● **ÉTAPES DE L'EXERCICE**:
1. Relevez tous les noms de lieux géographiques cités dans le texte sur les souvenirs des camps.
2. Reproduisez, s'il vous plaît, le passage du texte sur les souvenirs des camps qui commence par « Indélébiles souvenirs des » et se termine par « tous ses combats. ».

● **TEXTE EXTRAIT**:

--*--

Indélébiles souvenirs des camps

La Shoah est marquée dans sa chair, pas seulement littéralement. Cet entretien nous permet de réaliser, sinon nous rappeler, à quel point sa déportation à l'adolescence a influencé le restant de son existence, infusé dans tous ses combats.

C'est pour cela que cette époque sombre est au cœur de témoignage - réalisé pour la Fondation pour la Mémoire de la Shoah, c'est un contexte important -, pour cela aussi que Simone Veil y revient toujours, même lorsqu'elle évoque, plus tard au cours de cet échange, sa bataille pour la légalisation de l'avortement en France ou sa détermination pour réconcilier l'Europe.

À Gleiwitz, on s’est retrouvées aussi avec beaucoup d’hommes, alors là c’était un autre chantage. C’étaient les hommes qui vous disent : "On n’a pas vu de femme depuis dix ans".

Parmi les étapes détaillées, les camps traversés au cours des dix-huit mois de déportation, le chapitre sur son arrivée à Gleiwitz, en Pologne, interpelle. "À Gleiwitz, on s’est retrouvées aussi avec beaucoup d’hommes, alors là c’était un autre chantage. C’étaient les hommes qui vous disent : 'On n’a pas vu de femme depuis dix ans.' Bien sûr, c’est toujours la même chose, c’étaient les kapos, les chefs de bloc, les gens qui avaient des responsabilités", révèle la survivante.

--*--

● **DONNÉES EXTRAITES**:
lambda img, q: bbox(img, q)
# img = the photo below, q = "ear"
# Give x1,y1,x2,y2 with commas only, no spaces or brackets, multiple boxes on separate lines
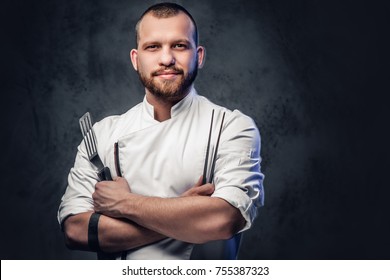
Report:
130,49,138,71
196,46,206,69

--*--

● **SOLUTIONS DÉTAILLÉES**:
1. France, Europe, Gleiwitz, Pologne

2.
Indélébiles souvenirs des camps

La Shoah est marquée dans sa chair, pas seulement littéralement. Cet entretien nous permet de réaliser, sinon nous rappeler, à quel point sa déportation à l'adolescence a influencé le restant de son existence, infusé dans tous ses combats.